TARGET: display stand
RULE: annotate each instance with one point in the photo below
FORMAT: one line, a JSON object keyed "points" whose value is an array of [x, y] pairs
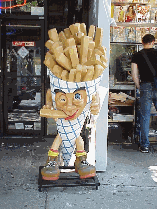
{"points": [[67, 179]]}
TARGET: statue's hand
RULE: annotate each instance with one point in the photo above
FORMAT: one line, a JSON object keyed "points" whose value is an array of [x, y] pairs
{"points": [[95, 104], [51, 113], [48, 106]]}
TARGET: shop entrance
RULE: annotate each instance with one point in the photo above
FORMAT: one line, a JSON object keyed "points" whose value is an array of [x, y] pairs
{"points": [[22, 71]]}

* 작성 과제 *
위의 행을 처음부터 끝까지 한 글자도 바꾸지 말고 다시 쓰십시오. 그림은 답에서 빼십시오.

* 과제 응답 *
TARGET: display stand
RULE: annotate each instance with one point in the photo below
FORMAT: one line, a JSON object keyed "points" whose value is an array of [x, y] pairs
{"points": [[67, 179]]}
TARGET: statue's hand
RULE: annotate each instance with one point in the photo above
FORMAT: one line, a JSON object keyed "points" whose value is an array of [x, y] pairs
{"points": [[95, 104], [51, 113], [48, 106]]}
TARGET: shop entrance
RULE: annotate each instance with one point in the photo above
FORMAT: one line, a JSON object keyed "points" whose value is an array of [x, y] pairs
{"points": [[22, 71]]}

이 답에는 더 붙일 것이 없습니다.